=== TEXTO DE ORIGEM ===
####################

Diário do Comércio, 26 de maio de 2015

          

No último programa da Joice Hasselmann, o sr. Marco Antonio Villa, sem citar o meu nome, já que não é homem para isso, voltou a chamar-me de “embusteiro”, “171” e coisas similares, desta vez por ter atribuído ao dramaturgo comunista Bertolt Brecht a seguinte frase, dita a propósito dos condenados nos Processos de Moscou: “Se eram inocentes, tanto mais mereciam ser fuzilados.”
Brecht, segundo Villa, jamais disse isso.
É tudo invenção minha. Infelizmente, o episódio é testemunhado pelo filósofo Sidney Hook na página 493 do seu livro de Memórias, Out of Step. An Unquiet Life in the 20th. Century (New York, Carrol& Graf, 1987) e, segundo Paul Johnson – em Intellectuals, página 190 da edição de 2007 da Harper Perennial (agradeço ao Filipe G. Martins este lembrete) –, foi confirmado por outra testemunha, o prof. Henry Patcher, da City University.leia
O leitor pode verificar por si mesmo nas imagens que acompanham este artigo.

####################

=== DADOS FORNECIDOS ===
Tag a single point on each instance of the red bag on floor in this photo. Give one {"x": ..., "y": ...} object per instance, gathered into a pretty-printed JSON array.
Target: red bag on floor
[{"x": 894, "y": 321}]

####################

=== O QUE SE PEDE ===
Resuma em duas frases o texto sobre a frase atribuída a Brecht. As linhas não têm relação com o texto.

=== RESPOSTA ===
O texto relata que Marco Antonio Villa, no programa de Joice Hasselmann, voltou a chamar de "embusteiro" quem o escreve, por ter atribuído a Bertolt Brecht uma frase sobre os condenados nos Processos de Moscou, e alegou que Brecht jamais a disse. Em resposta, o texto afirma que o episódio é testemunhado pelo filósofo Sidney Hook em suas memórias, Out of Step, e que, segundo Paul Johnson em Intellectuals, foi confirmado pelo prof. Henry Patcher, da City University.